**YOUR OBJECTIVE**
Gather every line of the listing below that contains the string "head", copying each line in full. Treat uppercase and lowercase letters as distinct.

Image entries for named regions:
+--
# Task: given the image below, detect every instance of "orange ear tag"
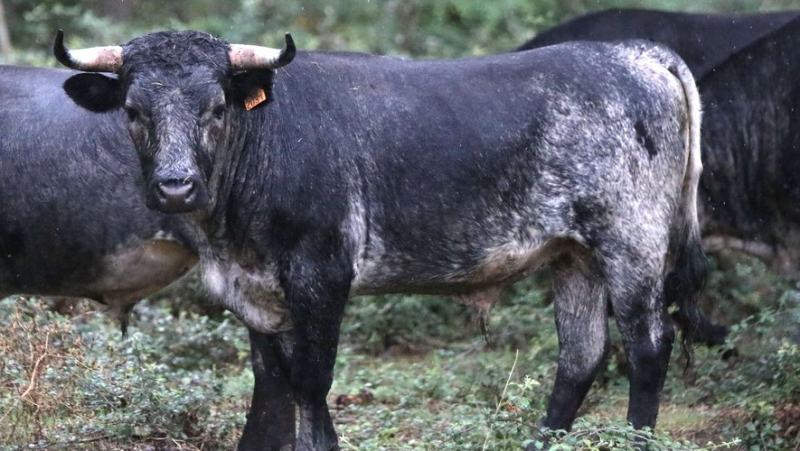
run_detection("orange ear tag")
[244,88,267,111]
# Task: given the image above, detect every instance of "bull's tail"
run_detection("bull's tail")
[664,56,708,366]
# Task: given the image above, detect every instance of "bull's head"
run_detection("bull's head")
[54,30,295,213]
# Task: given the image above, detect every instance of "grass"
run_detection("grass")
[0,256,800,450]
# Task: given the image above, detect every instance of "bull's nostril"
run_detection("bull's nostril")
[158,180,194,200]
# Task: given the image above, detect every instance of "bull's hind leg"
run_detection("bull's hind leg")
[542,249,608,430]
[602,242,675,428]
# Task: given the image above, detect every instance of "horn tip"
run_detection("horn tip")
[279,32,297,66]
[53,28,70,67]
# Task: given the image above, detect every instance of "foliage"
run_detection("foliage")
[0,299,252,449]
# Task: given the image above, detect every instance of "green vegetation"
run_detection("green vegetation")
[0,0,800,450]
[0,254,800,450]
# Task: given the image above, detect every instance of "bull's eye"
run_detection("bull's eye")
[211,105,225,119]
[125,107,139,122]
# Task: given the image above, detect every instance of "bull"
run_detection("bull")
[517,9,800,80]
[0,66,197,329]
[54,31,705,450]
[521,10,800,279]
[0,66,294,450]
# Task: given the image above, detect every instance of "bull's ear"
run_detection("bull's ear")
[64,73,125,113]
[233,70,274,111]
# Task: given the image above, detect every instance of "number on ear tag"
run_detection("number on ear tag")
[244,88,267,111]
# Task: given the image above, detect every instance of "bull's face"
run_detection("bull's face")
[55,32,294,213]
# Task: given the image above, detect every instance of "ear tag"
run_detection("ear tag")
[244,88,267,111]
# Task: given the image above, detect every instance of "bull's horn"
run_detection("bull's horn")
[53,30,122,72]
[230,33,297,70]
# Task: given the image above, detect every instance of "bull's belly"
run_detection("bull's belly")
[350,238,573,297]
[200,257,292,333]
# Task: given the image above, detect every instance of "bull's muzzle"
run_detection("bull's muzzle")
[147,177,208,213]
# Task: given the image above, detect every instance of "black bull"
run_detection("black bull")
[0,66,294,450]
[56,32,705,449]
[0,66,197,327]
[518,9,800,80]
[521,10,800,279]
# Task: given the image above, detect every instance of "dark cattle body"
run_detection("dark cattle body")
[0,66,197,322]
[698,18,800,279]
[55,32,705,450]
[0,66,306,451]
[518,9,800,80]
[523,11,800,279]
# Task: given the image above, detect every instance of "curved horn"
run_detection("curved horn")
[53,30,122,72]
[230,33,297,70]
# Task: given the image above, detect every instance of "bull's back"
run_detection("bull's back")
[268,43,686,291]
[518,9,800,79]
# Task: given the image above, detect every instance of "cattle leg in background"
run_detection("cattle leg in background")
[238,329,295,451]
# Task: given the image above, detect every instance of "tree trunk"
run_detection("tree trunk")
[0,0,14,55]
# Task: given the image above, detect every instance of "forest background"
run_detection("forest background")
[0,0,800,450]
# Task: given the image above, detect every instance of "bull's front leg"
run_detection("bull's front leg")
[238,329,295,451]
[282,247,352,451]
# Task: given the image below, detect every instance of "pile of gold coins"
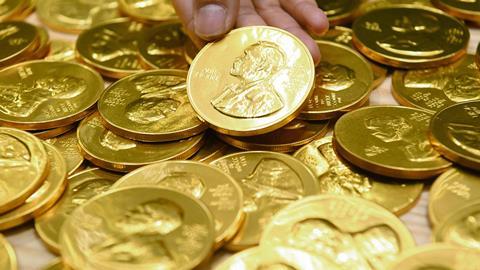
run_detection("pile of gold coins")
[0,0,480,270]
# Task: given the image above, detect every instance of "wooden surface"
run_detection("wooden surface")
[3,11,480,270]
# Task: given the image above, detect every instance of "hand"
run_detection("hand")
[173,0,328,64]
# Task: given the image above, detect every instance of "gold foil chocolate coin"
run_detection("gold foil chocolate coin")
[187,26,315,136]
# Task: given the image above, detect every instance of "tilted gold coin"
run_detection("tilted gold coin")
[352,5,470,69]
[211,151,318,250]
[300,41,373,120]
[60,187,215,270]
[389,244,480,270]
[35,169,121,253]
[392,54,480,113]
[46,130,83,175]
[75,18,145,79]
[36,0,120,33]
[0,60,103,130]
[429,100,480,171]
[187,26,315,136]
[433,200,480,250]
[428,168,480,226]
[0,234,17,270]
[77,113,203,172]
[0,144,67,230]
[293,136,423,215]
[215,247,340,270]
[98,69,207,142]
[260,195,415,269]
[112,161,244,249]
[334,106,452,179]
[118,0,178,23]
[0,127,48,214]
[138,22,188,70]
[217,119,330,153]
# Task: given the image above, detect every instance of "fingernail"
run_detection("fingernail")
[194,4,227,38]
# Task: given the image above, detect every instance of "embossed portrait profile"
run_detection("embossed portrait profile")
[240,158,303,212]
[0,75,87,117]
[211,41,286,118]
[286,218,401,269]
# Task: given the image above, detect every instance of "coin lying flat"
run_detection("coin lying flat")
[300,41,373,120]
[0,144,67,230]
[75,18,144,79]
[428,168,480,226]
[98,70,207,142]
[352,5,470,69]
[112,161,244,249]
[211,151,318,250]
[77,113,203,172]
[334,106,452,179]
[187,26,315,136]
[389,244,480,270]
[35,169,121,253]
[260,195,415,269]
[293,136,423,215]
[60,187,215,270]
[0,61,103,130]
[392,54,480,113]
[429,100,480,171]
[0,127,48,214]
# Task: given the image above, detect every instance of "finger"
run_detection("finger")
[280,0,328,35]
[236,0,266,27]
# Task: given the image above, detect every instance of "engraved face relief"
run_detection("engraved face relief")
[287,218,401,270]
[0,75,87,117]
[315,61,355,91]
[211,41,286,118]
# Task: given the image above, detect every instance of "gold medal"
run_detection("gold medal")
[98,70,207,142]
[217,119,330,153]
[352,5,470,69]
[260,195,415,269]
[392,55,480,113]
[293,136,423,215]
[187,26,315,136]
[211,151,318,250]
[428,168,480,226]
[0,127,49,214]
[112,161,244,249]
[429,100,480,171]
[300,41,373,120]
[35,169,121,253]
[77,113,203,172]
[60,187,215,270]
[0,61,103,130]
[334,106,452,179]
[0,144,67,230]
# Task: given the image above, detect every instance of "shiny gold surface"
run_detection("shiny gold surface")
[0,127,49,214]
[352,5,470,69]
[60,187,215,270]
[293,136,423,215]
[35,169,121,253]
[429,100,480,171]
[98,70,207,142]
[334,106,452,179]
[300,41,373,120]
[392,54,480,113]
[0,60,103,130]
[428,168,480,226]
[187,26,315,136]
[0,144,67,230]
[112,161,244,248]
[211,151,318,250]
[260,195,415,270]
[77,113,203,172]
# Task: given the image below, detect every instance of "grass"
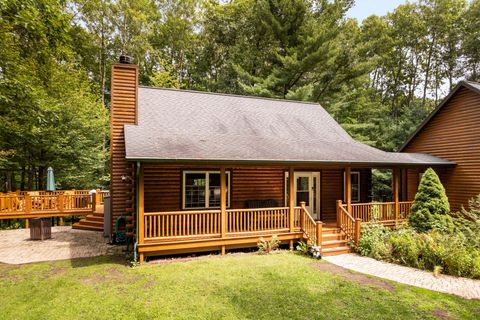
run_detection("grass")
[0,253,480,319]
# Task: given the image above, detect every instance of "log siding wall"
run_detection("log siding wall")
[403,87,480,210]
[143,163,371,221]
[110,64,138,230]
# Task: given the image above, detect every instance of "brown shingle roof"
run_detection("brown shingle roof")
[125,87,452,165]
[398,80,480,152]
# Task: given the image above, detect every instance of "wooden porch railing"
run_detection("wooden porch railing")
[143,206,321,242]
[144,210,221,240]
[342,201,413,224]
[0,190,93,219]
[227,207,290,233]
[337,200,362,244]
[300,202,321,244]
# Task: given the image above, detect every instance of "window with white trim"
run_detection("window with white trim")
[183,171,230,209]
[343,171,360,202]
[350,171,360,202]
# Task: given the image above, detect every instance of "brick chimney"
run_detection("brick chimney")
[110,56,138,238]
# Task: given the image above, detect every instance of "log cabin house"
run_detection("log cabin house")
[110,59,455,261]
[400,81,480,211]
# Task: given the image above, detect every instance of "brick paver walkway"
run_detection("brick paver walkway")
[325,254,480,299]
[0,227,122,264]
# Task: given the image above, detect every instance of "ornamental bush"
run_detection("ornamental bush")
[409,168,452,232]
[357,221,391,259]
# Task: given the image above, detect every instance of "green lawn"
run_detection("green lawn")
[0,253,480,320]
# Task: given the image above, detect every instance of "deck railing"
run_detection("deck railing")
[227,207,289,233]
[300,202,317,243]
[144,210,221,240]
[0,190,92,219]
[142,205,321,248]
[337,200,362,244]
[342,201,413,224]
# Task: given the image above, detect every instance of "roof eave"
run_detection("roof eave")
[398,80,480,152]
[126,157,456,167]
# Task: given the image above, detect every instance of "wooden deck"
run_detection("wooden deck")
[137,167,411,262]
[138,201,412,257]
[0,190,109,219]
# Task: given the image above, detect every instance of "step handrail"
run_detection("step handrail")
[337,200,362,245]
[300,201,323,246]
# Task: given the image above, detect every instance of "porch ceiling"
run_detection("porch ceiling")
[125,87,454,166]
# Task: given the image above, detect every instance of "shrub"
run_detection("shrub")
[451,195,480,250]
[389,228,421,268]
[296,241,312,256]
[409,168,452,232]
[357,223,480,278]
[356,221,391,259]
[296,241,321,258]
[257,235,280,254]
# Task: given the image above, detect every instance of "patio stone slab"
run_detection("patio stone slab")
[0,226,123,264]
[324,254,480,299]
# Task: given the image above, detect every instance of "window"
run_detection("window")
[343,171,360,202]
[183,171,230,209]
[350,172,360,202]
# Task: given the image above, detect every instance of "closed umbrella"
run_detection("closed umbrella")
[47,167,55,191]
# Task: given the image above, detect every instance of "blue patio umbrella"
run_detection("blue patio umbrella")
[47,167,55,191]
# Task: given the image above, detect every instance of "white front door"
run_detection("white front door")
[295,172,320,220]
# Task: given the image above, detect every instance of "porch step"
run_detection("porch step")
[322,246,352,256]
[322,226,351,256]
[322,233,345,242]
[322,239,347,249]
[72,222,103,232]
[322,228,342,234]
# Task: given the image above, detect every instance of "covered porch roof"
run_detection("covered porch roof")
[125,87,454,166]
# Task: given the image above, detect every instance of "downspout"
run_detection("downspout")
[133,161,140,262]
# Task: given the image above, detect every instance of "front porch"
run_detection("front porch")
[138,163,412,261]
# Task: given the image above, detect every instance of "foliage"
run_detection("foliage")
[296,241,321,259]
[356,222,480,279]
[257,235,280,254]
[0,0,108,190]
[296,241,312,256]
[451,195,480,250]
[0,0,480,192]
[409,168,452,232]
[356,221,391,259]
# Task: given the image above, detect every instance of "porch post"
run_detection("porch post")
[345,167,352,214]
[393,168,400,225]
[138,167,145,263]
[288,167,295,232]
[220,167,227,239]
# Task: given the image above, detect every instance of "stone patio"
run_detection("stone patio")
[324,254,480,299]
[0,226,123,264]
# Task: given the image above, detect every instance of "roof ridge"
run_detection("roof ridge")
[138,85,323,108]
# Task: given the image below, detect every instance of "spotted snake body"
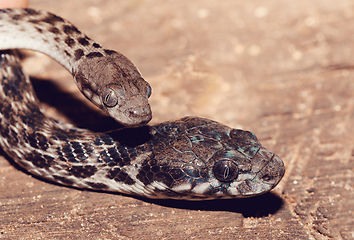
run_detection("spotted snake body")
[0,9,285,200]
+--
**RESPONSE BELOW**
# Task: given the image above, detect every instance of "bull's head"
run_detection("bull's head")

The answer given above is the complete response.